> **Source material**
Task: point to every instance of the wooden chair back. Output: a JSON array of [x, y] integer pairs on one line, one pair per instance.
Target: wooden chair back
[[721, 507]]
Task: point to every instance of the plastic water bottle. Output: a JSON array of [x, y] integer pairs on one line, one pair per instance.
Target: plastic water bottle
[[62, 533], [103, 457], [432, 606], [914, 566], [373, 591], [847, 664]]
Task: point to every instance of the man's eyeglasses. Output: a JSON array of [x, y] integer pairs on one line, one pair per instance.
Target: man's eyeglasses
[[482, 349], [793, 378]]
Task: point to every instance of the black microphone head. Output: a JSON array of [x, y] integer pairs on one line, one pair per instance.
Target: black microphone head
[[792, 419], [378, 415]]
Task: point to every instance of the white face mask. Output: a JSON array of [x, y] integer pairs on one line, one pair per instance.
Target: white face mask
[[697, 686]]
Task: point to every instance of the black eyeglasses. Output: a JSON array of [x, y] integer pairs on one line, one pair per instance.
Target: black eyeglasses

> **Exercise goal**
Rewrite all the entries above, substituting "spectacles" for each occurrence of "eyeglasses" and keeping everything else the same.

> **Complete answer**
Task: point to every instance of the wooden chair back. Output: a JSON array of [x, y] integer pairs on one line, one pair per instance.
Target: wooden chair back
[[721, 507]]
Task: point to every instance of the plastic water bottle. Output: a JSON array of [x, y] integer pairs on one line, one pair per instance.
Target: plastic water bottle
[[62, 533], [103, 457], [432, 606], [914, 566], [373, 591], [847, 664]]
Task: point to every instance of the man's spectacles. Output: a JSON array of [x, y] integer pairs on one line, one pair per instance.
Target: man's spectacles
[[482, 349], [793, 378]]
Task: point to every instance of the black microphone head. Output: a JSON array of [x, y] integer pairs on one line, one pair per instance.
Target: black microphone head
[[792, 419], [378, 415]]
Task: point to every instance of the white face mask. Output: a JSON array of [x, y] integer pairs on one line, one pair per instance.
Target: white face mask
[[697, 686]]
Task: point to every instance of the black spectacles. Output: a JSON array of [x, y] integer pairs on one line, one pair per instance.
Target: black spectacles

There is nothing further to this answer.